▶ Given request
Nothing before the line containing "The component shall return one point per instance of the house" belongs in the answer; quote that line and all lines after it through the end of the material, word for word.

▶ Provided material
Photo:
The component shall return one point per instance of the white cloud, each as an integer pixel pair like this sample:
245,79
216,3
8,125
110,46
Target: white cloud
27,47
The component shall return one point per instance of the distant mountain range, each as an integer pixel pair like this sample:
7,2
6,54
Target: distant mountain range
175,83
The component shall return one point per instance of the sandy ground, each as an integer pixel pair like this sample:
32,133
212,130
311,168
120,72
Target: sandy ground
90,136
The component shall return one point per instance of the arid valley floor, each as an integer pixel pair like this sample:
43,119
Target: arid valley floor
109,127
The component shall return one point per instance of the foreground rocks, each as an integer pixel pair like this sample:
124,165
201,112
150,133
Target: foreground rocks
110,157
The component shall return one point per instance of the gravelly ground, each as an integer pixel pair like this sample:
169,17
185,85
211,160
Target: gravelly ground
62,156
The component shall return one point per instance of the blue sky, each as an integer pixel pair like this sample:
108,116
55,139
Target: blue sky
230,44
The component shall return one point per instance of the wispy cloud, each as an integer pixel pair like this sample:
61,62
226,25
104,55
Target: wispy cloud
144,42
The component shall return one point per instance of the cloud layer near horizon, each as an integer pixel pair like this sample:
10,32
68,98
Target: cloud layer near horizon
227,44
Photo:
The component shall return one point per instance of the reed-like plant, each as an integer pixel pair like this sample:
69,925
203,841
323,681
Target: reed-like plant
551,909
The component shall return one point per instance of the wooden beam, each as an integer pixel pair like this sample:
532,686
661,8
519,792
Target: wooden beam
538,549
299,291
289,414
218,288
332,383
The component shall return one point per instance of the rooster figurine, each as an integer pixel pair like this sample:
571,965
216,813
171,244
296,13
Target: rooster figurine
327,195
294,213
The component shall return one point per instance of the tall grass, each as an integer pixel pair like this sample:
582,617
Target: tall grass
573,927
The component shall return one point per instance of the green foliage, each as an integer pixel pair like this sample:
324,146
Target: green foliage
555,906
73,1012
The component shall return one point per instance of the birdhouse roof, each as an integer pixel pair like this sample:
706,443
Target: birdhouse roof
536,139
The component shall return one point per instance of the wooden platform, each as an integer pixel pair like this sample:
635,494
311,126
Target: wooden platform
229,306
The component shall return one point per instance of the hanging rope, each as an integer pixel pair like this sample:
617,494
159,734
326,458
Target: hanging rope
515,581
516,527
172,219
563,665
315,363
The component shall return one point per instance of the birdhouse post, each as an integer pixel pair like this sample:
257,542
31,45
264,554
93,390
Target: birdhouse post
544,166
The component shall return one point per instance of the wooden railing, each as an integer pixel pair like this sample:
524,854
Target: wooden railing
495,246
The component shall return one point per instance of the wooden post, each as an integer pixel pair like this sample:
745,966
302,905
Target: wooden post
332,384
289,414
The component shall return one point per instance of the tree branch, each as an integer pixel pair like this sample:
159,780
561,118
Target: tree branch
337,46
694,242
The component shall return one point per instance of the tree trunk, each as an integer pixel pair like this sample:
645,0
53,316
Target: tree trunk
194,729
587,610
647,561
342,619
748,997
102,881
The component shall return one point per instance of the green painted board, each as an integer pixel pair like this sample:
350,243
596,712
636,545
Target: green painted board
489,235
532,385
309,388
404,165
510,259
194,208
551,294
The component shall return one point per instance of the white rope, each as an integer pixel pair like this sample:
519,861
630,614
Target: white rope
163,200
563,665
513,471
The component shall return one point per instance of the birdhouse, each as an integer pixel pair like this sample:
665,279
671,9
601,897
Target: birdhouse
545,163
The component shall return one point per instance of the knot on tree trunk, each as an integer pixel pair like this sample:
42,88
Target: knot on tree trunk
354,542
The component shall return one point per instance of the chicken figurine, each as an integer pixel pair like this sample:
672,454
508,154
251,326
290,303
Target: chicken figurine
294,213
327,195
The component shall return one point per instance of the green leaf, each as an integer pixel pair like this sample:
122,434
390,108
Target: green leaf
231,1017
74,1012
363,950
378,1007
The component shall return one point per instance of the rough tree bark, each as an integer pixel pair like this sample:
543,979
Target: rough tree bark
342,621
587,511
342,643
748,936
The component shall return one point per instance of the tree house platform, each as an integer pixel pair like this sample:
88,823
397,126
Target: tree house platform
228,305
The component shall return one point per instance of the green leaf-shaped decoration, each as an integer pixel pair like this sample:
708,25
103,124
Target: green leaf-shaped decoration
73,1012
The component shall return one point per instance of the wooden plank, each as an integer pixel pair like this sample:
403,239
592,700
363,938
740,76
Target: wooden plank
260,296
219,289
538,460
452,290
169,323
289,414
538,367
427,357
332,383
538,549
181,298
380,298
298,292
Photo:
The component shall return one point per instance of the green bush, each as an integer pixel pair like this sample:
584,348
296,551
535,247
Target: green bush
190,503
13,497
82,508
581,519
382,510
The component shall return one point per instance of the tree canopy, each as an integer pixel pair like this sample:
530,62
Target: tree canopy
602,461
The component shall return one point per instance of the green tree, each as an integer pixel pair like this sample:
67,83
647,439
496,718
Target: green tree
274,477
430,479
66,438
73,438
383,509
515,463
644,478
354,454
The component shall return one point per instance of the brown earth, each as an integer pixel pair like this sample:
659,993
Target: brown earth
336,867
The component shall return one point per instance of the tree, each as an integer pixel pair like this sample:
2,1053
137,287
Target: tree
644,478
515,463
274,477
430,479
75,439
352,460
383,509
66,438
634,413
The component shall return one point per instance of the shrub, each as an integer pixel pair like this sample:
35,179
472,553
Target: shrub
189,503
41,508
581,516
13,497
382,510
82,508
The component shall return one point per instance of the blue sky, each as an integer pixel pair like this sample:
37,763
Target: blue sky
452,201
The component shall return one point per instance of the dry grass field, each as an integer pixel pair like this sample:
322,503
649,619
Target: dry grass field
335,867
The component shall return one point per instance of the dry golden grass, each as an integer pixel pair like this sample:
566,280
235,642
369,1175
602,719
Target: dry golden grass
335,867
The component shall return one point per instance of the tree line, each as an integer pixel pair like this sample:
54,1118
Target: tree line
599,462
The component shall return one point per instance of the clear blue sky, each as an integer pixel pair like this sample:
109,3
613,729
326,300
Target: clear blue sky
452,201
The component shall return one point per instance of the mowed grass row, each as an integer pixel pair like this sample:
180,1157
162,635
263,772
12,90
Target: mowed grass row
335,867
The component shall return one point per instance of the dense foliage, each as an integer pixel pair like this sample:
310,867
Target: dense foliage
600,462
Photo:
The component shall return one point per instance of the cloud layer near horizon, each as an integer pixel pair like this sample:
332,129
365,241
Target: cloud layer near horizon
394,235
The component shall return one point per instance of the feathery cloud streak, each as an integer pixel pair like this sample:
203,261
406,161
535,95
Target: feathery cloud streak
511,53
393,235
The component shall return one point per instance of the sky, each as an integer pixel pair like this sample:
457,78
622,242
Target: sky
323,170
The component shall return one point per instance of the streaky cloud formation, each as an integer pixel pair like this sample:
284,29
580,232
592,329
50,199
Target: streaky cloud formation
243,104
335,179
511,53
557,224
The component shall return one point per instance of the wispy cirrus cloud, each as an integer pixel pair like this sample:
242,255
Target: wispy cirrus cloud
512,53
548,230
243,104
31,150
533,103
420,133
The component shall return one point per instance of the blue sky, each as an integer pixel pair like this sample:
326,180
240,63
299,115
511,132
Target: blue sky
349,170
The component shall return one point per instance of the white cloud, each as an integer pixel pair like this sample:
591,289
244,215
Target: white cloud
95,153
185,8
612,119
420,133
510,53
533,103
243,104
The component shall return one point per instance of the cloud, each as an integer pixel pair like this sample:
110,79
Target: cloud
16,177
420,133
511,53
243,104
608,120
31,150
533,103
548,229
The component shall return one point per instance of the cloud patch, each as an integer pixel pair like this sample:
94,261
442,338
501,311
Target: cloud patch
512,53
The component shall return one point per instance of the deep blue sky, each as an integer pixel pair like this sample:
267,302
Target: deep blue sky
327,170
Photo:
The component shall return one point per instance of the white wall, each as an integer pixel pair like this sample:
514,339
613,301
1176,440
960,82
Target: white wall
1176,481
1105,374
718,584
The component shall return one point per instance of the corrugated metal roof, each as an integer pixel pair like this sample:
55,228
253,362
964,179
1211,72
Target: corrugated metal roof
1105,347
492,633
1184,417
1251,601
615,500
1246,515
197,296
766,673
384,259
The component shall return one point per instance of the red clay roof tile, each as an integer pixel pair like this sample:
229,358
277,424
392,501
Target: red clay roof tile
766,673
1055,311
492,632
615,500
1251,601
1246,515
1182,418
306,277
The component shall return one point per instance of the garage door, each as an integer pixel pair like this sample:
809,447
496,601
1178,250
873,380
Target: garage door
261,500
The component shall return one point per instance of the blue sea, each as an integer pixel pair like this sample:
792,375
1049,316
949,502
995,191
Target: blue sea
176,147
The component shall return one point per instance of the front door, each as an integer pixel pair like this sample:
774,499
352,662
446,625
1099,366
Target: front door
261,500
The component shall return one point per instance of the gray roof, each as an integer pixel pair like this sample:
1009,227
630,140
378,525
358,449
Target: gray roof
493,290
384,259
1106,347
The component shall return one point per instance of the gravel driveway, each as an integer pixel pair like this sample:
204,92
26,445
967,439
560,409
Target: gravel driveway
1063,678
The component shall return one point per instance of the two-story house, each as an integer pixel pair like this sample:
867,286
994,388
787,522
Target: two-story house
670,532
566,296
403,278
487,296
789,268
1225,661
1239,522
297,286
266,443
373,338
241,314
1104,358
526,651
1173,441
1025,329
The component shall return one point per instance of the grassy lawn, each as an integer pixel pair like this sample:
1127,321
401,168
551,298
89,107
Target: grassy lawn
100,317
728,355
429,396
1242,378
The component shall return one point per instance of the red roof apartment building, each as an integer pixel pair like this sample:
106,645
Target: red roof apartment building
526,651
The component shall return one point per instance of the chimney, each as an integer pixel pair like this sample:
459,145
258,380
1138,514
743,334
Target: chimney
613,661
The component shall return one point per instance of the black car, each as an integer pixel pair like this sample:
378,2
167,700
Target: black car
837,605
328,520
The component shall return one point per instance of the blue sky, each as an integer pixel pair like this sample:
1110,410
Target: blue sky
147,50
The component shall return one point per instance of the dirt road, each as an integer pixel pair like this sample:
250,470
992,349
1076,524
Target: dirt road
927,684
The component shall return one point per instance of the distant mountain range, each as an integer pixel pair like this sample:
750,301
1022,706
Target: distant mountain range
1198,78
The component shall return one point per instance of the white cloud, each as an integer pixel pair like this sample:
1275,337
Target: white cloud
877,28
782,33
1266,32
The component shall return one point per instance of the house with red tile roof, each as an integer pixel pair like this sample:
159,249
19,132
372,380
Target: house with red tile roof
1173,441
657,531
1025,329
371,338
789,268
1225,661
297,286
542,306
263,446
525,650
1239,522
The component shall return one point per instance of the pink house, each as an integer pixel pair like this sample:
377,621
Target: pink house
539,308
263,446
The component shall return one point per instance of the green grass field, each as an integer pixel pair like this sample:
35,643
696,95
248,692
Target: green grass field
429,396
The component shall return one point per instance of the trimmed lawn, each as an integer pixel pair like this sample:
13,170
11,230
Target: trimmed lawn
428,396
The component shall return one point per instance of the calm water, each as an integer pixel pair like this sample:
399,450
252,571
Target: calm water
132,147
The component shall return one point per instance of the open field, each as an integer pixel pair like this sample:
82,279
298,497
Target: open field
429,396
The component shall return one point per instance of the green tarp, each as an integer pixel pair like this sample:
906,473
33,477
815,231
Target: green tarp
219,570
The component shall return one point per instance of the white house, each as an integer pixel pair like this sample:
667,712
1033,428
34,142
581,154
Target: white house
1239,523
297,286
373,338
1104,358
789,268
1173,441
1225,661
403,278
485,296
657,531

▶ Expected output
The component shall return one point per instance of the house with red tile roof, each as an integer pixel pair like this sample:
159,249
19,132
372,380
Target: house with red tile roof
1173,441
657,531
1025,329
371,338
789,268
1225,661
297,286
542,306
263,446
525,650
1239,522
The component shall return one point per instance of the pink house, each as an integer pixel pair like this sample:
377,621
Target: pink house
539,308
263,446
The component shall return one point per instance of the green grass field, each as an integer pixel pair like this sample:
35,643
696,95
248,692
Target: green grass field
429,396
The component shall return one point per instance of the trimmed lawn, each as an integer pixel pair like this sample:
13,170
11,230
Target: trimmed lawn
428,396
The component shall return one point per instance of the calm water, each as an integer pixel pair like this sample:
399,450
252,571
Target: calm water
132,147
The component shall return one point per instance of the open field, each as an integer pixel pair like this sample:
82,279
298,497
Target: open field
429,396
The component shall return one point per instance of the green tarp, each as an integer pixel pair like this sample:
906,473
33,477
815,231
Target: green tarp
219,570
The component shall return one point per instance of the white house, each as an integer pixel pair like this sample:
667,712
1033,428
34,142
581,154
Target: white house
1239,523
297,286
373,338
1104,358
789,268
1173,441
1225,661
403,278
485,296
657,531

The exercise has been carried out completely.